AUFGABENSTELLUNG. Überarbeite die Zeilen von der Zeile mit „For this batch job, annotate every occurrence of gray“ bis zur Zeile mit „[0,8,235,343]“, indem du „gray wall“ durch „concrete wall“ ersetzt. Gib diese Zeilen sonst unverändert wieder.
□ □ □ □ □
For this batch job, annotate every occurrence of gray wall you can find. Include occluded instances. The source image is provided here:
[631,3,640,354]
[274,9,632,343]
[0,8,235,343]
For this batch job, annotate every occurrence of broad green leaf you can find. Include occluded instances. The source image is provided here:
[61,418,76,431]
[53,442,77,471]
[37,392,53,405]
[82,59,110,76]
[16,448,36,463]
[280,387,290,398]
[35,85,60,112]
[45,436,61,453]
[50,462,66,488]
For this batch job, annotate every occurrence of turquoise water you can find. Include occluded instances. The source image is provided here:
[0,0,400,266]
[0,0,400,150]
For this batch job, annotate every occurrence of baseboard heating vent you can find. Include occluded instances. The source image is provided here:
□ □ □ □ □
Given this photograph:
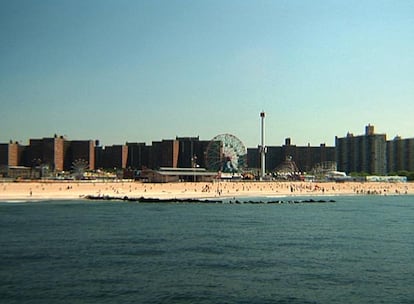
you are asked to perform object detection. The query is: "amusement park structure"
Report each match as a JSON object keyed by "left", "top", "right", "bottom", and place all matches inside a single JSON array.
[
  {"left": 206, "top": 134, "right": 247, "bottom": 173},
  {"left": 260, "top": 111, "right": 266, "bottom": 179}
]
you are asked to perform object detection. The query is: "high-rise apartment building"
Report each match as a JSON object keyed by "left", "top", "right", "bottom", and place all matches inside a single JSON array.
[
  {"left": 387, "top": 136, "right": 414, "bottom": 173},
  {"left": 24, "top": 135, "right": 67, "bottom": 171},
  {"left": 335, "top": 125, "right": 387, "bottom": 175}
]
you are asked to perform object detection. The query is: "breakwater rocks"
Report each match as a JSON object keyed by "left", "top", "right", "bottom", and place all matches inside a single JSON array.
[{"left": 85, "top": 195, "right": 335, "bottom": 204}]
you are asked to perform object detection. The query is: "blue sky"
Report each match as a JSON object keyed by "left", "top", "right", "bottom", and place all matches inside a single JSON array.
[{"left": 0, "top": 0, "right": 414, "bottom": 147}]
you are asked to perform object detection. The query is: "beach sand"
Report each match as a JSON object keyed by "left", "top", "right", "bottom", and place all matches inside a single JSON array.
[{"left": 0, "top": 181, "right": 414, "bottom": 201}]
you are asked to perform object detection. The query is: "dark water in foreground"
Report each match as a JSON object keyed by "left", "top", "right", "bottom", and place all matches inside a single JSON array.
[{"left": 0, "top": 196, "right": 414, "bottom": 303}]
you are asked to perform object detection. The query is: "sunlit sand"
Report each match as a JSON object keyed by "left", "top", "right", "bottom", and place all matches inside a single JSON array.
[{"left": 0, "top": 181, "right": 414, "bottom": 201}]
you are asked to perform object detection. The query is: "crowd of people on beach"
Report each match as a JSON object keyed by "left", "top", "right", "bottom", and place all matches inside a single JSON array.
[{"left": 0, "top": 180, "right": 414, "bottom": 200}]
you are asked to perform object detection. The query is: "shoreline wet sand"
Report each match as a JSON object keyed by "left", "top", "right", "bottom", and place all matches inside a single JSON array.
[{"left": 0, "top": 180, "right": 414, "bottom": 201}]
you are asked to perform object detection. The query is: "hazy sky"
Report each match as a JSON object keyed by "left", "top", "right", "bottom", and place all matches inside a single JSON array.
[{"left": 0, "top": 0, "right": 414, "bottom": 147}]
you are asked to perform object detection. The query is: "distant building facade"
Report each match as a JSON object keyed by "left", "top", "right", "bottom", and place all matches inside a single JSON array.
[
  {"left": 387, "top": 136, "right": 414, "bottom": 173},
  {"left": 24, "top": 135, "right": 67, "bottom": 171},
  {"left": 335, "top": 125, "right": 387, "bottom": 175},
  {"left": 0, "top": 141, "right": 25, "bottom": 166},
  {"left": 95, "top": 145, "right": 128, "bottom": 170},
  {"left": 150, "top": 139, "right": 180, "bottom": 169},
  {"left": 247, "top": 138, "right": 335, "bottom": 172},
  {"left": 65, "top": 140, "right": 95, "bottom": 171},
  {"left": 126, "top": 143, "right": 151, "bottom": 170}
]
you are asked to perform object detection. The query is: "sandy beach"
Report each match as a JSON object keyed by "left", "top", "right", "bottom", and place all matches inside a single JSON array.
□ □ □ □ □
RICHTIGE ANTWORT.
For this batch job, annotate every occurrence of concrete wall you can find. Include occluded instances. The source image is provided here:
[631,3,640,354]
[274,9,632,343]
[0,8,235,343]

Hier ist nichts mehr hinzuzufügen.